Excerpts from point annotation data
## start
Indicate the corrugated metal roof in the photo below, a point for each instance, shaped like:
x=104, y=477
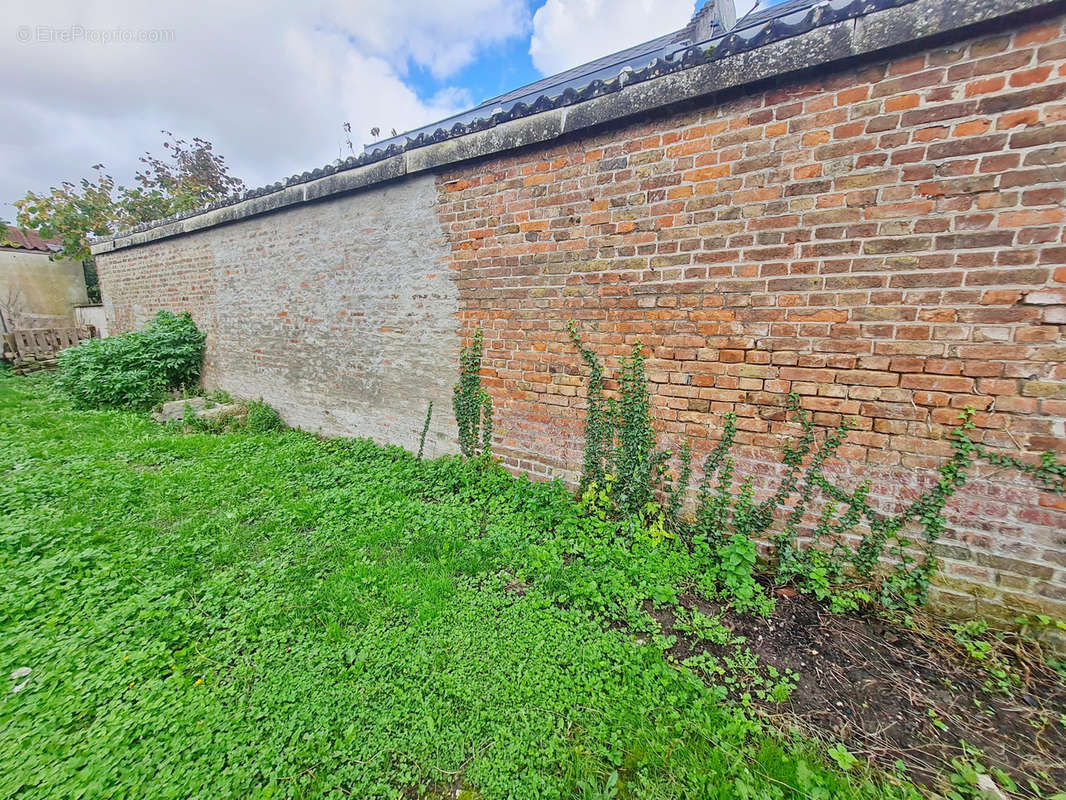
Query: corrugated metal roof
x=19, y=239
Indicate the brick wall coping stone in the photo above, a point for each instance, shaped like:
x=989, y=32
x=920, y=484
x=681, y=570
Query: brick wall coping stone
x=874, y=32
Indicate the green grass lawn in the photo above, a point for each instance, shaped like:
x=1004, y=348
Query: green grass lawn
x=277, y=616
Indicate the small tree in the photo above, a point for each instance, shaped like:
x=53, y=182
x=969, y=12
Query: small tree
x=191, y=175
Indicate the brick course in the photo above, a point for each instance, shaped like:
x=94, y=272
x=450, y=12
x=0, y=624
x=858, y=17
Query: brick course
x=341, y=315
x=885, y=241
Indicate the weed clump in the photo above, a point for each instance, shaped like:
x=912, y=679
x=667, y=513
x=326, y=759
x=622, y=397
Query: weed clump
x=135, y=369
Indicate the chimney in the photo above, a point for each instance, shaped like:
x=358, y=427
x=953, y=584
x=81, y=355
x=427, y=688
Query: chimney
x=716, y=17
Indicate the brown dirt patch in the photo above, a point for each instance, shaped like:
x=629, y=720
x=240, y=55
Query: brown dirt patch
x=894, y=693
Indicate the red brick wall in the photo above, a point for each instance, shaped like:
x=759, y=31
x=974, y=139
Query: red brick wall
x=885, y=241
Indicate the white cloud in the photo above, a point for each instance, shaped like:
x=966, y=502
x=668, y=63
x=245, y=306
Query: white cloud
x=570, y=32
x=439, y=36
x=268, y=81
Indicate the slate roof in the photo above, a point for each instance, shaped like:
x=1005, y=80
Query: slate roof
x=794, y=16
x=18, y=239
x=664, y=56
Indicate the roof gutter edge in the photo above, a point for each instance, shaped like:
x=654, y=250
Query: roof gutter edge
x=824, y=45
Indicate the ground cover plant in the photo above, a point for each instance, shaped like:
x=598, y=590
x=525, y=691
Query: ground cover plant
x=269, y=614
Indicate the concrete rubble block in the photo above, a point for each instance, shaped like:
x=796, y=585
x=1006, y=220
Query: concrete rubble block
x=176, y=409
x=219, y=411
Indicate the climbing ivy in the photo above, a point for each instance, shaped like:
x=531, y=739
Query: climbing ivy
x=471, y=403
x=892, y=560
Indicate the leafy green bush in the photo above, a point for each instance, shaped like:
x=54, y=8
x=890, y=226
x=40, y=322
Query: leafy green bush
x=135, y=369
x=261, y=418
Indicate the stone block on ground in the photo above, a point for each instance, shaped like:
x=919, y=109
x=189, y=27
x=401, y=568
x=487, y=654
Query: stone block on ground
x=176, y=409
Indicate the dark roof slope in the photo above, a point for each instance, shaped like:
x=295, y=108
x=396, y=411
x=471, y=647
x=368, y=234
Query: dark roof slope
x=18, y=239
x=648, y=60
x=646, y=77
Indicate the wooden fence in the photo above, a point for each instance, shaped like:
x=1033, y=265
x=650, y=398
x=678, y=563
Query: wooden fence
x=39, y=347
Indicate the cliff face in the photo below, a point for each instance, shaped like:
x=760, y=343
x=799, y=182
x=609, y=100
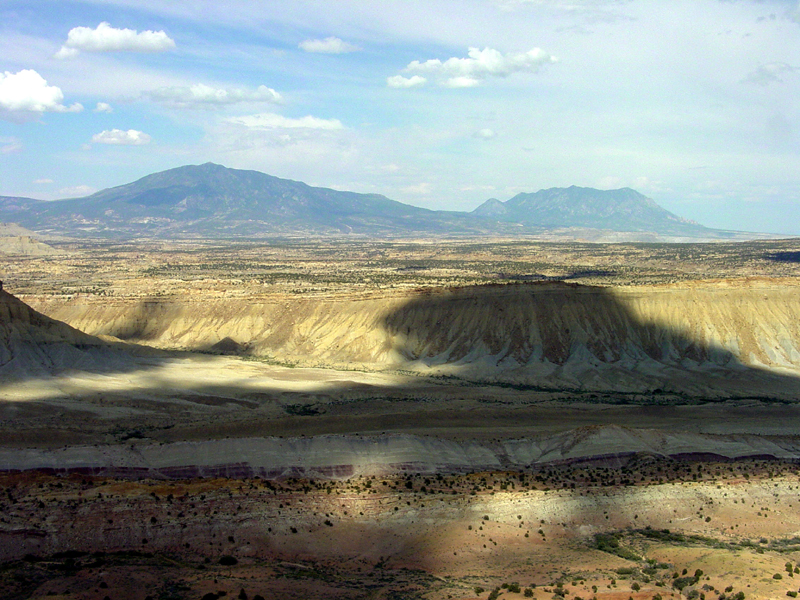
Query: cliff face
x=552, y=333
x=33, y=344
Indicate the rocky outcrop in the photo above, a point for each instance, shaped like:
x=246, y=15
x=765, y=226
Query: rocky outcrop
x=343, y=456
x=546, y=334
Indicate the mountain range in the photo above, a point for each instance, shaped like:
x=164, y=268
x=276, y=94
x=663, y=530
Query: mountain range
x=213, y=201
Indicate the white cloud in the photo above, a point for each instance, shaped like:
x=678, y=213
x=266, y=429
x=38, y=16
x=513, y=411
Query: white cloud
x=769, y=73
x=201, y=95
x=330, y=45
x=275, y=121
x=28, y=92
x=77, y=191
x=461, y=82
x=398, y=81
x=118, y=137
x=481, y=65
x=10, y=145
x=106, y=38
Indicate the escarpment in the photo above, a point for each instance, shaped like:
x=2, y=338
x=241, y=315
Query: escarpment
x=530, y=332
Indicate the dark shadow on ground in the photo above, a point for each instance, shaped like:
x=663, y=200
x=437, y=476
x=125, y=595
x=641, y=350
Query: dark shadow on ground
x=557, y=335
x=784, y=257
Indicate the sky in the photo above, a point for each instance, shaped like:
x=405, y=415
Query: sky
x=436, y=103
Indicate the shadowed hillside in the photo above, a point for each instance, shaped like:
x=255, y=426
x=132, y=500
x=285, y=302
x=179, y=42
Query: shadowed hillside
x=704, y=339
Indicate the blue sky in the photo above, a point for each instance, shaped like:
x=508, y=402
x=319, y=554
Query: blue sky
x=440, y=104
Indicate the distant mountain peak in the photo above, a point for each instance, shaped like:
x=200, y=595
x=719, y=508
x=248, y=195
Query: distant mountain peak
x=213, y=201
x=623, y=209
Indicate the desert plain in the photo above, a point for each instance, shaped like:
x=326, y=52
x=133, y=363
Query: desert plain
x=346, y=418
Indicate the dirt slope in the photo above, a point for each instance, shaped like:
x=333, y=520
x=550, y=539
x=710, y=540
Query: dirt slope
x=548, y=334
x=34, y=345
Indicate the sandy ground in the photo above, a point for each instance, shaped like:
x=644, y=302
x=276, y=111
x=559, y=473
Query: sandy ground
x=409, y=537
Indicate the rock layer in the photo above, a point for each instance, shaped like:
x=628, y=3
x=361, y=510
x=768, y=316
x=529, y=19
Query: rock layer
x=337, y=456
x=557, y=334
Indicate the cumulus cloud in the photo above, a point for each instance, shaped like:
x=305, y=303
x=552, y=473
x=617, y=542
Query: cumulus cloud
x=398, y=81
x=480, y=65
x=769, y=73
x=330, y=45
x=105, y=38
x=27, y=92
x=201, y=95
x=118, y=137
x=275, y=121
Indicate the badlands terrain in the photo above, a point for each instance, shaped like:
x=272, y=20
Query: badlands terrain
x=337, y=418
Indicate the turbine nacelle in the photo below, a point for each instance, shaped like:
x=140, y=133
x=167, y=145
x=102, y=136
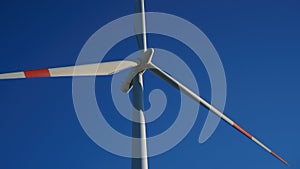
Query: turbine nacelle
x=144, y=62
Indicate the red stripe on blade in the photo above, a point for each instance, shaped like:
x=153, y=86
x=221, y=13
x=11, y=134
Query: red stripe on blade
x=242, y=131
x=279, y=158
x=37, y=73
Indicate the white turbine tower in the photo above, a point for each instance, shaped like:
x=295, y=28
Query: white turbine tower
x=134, y=82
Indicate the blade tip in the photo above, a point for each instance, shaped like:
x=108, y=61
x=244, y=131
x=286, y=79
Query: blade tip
x=279, y=158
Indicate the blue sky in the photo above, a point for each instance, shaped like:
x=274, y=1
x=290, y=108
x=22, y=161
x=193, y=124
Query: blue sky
x=258, y=43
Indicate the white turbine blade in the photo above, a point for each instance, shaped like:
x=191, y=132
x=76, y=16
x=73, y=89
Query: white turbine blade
x=97, y=69
x=140, y=25
x=154, y=69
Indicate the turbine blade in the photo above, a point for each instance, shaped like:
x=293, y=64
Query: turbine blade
x=140, y=25
x=166, y=77
x=96, y=69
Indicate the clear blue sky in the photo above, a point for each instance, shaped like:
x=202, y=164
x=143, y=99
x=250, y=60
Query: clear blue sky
x=258, y=43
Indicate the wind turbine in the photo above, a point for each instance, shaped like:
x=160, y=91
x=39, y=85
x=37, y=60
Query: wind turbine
x=134, y=82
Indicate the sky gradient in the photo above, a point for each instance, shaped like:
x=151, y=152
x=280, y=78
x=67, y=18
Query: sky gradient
x=258, y=44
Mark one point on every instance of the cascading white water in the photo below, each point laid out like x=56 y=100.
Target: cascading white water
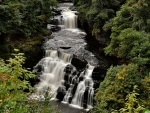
x=52 y=71
x=77 y=92
x=86 y=84
x=69 y=19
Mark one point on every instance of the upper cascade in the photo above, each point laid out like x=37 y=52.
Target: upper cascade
x=69 y=19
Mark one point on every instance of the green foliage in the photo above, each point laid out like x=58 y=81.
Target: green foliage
x=15 y=88
x=132 y=104
x=13 y=83
x=24 y=17
x=97 y=13
x=131 y=44
x=117 y=84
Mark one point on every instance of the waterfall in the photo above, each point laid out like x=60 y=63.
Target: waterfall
x=84 y=87
x=69 y=19
x=57 y=73
x=52 y=73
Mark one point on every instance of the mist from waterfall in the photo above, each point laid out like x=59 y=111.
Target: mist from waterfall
x=58 y=74
x=52 y=71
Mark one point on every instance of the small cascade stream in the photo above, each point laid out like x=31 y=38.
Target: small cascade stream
x=57 y=69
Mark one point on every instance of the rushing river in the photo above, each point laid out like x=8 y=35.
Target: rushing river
x=67 y=68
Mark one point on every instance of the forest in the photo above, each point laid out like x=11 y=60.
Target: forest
x=121 y=26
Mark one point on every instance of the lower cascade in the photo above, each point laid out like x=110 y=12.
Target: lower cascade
x=57 y=72
x=63 y=79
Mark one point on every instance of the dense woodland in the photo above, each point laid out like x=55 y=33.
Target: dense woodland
x=121 y=26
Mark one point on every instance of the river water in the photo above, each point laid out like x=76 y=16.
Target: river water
x=69 y=68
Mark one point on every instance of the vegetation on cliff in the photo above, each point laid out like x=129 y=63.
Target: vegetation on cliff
x=124 y=26
x=24 y=25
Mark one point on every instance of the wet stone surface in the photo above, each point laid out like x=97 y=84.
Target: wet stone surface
x=72 y=42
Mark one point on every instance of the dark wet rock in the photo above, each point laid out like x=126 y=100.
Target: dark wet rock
x=56 y=11
x=53 y=28
x=74 y=42
x=61 y=92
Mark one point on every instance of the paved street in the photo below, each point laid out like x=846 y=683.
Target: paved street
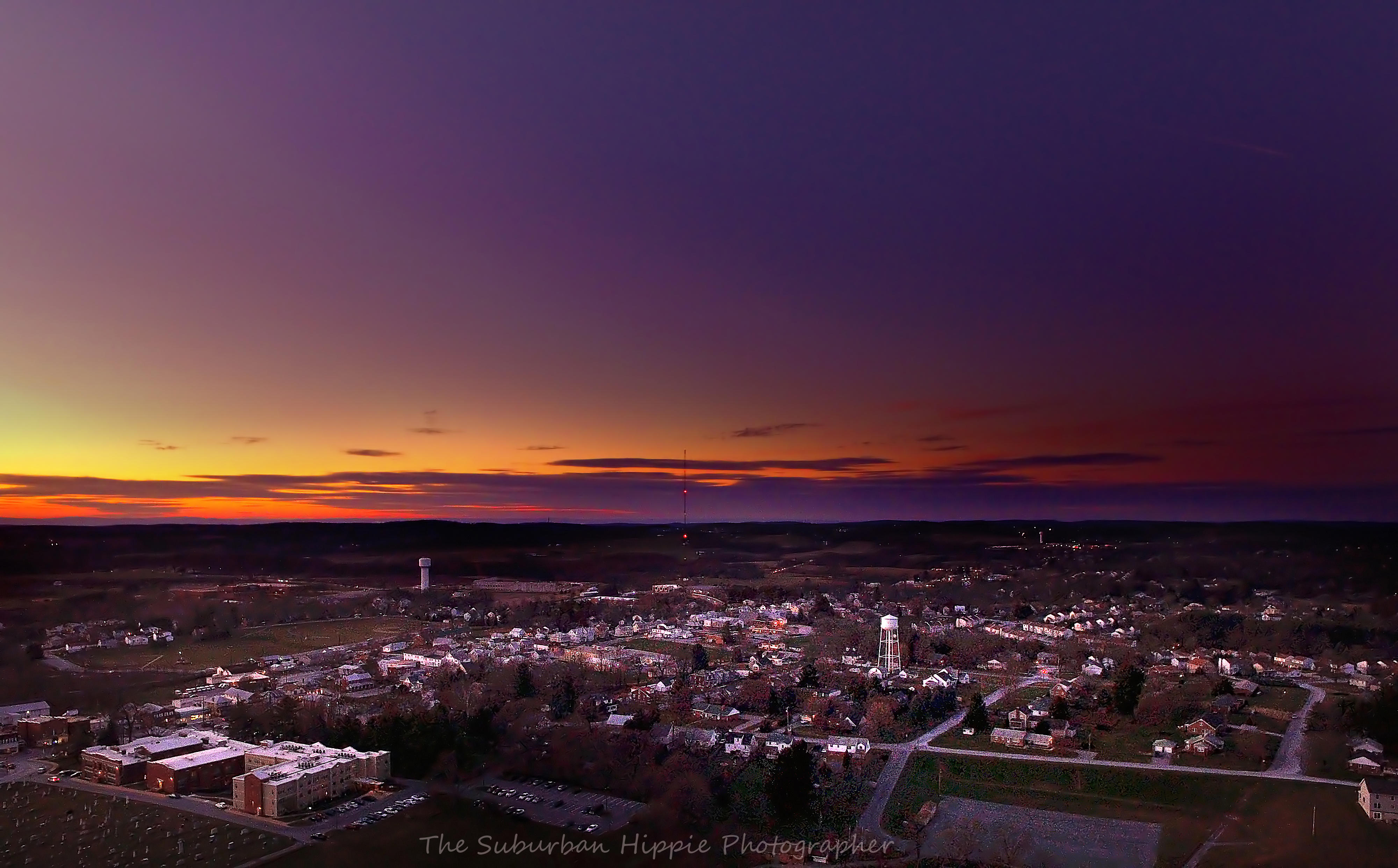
x=1287 y=765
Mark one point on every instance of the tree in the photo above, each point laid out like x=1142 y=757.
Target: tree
x=565 y=698
x=792 y=783
x=524 y=683
x=108 y=737
x=1126 y=691
x=977 y=715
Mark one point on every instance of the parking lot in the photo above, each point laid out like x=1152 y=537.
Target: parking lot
x=556 y=804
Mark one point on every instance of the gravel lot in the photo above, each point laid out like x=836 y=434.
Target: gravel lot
x=988 y=832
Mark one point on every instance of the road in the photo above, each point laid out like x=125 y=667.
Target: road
x=898 y=754
x=1287 y=767
x=1291 y=755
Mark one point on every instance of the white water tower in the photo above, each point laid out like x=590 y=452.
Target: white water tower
x=890 y=658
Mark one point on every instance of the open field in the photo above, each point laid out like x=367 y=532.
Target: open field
x=1283 y=700
x=680 y=651
x=1276 y=825
x=399 y=842
x=1186 y=807
x=247 y=644
x=51 y=827
x=1327 y=753
x=1023 y=697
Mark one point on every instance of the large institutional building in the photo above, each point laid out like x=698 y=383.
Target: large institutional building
x=289 y=776
x=268 y=779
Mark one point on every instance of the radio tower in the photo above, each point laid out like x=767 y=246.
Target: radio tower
x=890 y=659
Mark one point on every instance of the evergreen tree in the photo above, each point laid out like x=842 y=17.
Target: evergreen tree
x=524 y=683
x=792 y=783
x=977 y=715
x=1127 y=690
x=565 y=698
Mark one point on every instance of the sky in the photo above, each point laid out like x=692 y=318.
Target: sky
x=517 y=261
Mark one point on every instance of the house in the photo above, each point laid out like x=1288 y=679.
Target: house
## end
**Your objective:** Copy every line from the first one down to the line containing "x=894, y=693" without any changes, and leave the pictures out of your answer.

**Solution for this exercise:**
Indicate the corrugated metal roof in the photo below, a point for each instance, shaped like:
x=104, y=477
Query: corrugated metal roof
x=19, y=239
Indicate the brick wall coping stone in the photo above, a point for each instance, shaped like:
x=989, y=32
x=920, y=484
x=681, y=570
Query: brick wall coping stone
x=874, y=32
Indicate the green grass lawn in the photo above, a point for each instance, shaped like:
x=1004, y=348
Query: green grass lawn
x=277, y=616
Indicate the small tree in the photo above, a point for each instance, shaped like:
x=53, y=182
x=969, y=12
Query: small tree
x=191, y=175
Indicate the brick course in the photo above, a point for each instance, shaped like:
x=94, y=272
x=450, y=12
x=0, y=624
x=858, y=17
Query: brick course
x=341, y=315
x=885, y=241
Indicate the weed clump in the photo above, a point for each instance, shaped like:
x=912, y=679
x=667, y=513
x=326, y=759
x=622, y=397
Query: weed clump
x=135, y=369
Indicate the chimney in the photo above, a point for each instance, shaped like:
x=358, y=427
x=953, y=584
x=81, y=355
x=427, y=688
Query: chimney
x=716, y=17
Indicate the brown dirt patch in the photo above, a point for each instance, shaped like:
x=629, y=720
x=240, y=55
Query: brown dirt patch
x=894, y=693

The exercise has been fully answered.